* [Written exercise] Swap every "broadcast frame" in the data below for "street photo" and change nothing else. Reproduce the data without the pictures.

######

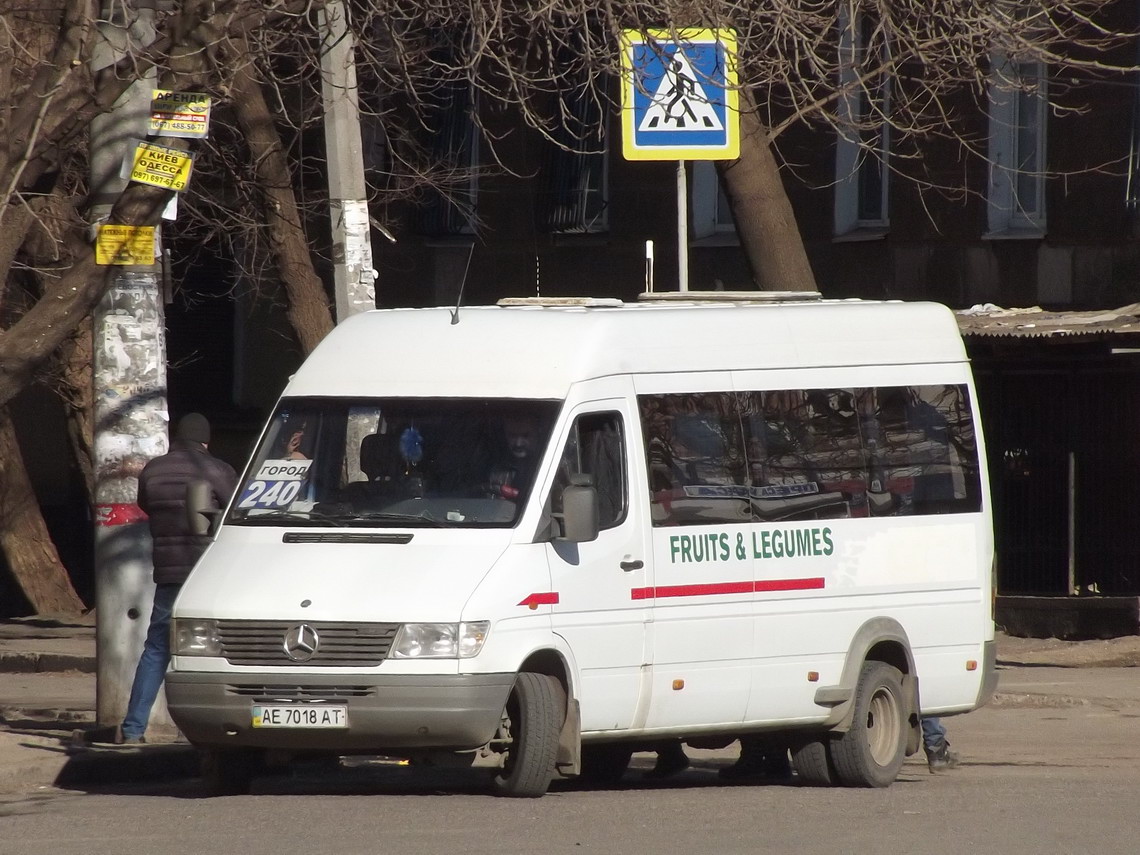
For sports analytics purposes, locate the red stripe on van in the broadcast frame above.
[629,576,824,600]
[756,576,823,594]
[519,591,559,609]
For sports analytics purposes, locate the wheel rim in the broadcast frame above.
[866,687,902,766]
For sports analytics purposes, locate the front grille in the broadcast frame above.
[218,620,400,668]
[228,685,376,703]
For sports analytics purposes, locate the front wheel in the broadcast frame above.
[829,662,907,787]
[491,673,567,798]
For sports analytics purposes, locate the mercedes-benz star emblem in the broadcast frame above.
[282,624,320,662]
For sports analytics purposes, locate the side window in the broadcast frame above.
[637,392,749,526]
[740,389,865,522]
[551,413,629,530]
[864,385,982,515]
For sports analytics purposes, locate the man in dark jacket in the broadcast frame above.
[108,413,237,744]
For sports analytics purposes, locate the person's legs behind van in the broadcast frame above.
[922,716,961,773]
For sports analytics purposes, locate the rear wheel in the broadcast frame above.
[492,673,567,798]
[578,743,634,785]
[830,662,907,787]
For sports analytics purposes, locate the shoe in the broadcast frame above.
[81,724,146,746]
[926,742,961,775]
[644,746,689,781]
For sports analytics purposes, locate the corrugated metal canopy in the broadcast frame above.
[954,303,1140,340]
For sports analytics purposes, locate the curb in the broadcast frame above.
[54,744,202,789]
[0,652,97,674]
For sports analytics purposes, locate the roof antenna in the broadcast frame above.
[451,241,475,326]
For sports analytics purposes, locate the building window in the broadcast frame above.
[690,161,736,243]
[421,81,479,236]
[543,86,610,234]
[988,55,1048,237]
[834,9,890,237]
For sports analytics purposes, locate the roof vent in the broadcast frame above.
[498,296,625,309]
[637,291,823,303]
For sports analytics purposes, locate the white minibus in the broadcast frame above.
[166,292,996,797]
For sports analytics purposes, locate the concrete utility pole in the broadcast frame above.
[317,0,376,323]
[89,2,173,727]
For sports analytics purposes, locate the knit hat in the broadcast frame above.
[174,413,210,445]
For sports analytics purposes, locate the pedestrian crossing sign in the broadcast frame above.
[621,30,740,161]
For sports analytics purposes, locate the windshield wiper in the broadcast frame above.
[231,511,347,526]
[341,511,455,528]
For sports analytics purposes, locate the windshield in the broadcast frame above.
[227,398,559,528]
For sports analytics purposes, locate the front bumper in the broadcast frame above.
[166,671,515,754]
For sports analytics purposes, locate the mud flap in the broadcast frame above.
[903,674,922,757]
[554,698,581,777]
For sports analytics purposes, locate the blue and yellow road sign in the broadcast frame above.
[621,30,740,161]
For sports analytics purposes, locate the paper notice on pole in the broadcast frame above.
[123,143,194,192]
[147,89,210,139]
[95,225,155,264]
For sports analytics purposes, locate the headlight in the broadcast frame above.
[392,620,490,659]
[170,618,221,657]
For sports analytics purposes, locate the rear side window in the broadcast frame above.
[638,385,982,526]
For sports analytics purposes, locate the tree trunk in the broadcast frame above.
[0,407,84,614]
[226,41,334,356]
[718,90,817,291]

######

* [Exercise solution]
For sports analytics purposes, locate the red stripe on van in the street photo above.
[629,576,824,600]
[756,576,823,594]
[519,591,559,609]
For sports analytics purposes, locate the wheel rim in the street photo above.
[866,687,902,766]
For sports analytics purposes, locate the front grille in the street photo above.
[218,620,400,668]
[228,685,376,703]
For sports analytics purposes, locate the front wheel in the street photo above.
[829,662,907,787]
[491,673,567,798]
For sports analytics purposes, locate the mercedes-benz star emblem in the street photo above.
[282,624,320,662]
For sports analytics purposes, locate the side window in the street photo above.
[637,392,749,526]
[740,389,865,522]
[551,413,629,530]
[864,385,982,515]
For sports analytics purposes, locate the man in dark jacket in the street photo above.
[108,413,237,744]
For sports analytics purposes, locate the person's legs behind van in the street photo above.
[922,716,961,773]
For sports analytics purposes, locate the rear wheel in the street photo above.
[492,673,567,798]
[578,743,634,785]
[830,662,907,787]
For sports analytics purposes, locate the shoe in the street photo above.
[81,724,146,746]
[926,742,961,775]
[644,746,689,781]
For sports analytics purposes, locate the corrugated metal canopy in the street photo above.
[954,303,1140,340]
For sports analytics purposes, locate the curb in the street photo above.
[54,744,202,789]
[0,652,97,674]
For sports analytics purposes, locate the roof antenna in the street photo above.
[451,241,475,326]
For sports analytics purposes, locate the building window in the street photo above.
[690,161,736,243]
[421,81,479,236]
[543,86,610,234]
[988,55,1048,237]
[834,9,890,237]
For sports analytics purposes, locate the roof vent in the street photo above.
[498,296,625,309]
[637,291,823,303]
For sports analytics purposes, locate the white minibus in the street photo above.
[166,292,996,797]
For sports analytics purposes, locate the concrete utility pole in the street photo above.
[317,0,376,323]
[89,2,173,727]
For sports analytics purposes, locate the knit hat in the street photo above.
[174,413,210,445]
For sports analytics purposes, locate the pedestrian crossing sign in the street photo above.
[621,30,740,161]
For sports analytics purposes, locate the windshield wiper in the street photo above.
[231,511,347,526]
[341,511,455,528]
For sports analytics purposes, locate the windshield in the street photo above.
[227,398,559,528]
For sports analytics purposes, locate the front bumper in the street photo above.
[166,671,515,754]
For sports analytics purposes, locate the mud flap in the street photo above.
[903,674,922,757]
[554,698,581,777]
For sports analytics purposes, locate the blue and yellow road sign in the street photo above.
[621,30,740,161]
For sports analytics purposes, locate the paper notice on pole in the street photo above.
[123,143,194,192]
[147,89,210,139]
[95,225,155,264]
For sports analytics purposes, locate the headlight in the street photo above.
[392,620,490,659]
[170,618,221,657]
For sports analytics purposes, locate the rear side window in the street photo above.
[638,385,982,526]
For sports analytics purposes, locate the tree trunk in the street photo above.
[0,407,84,614]
[226,41,334,356]
[718,90,817,291]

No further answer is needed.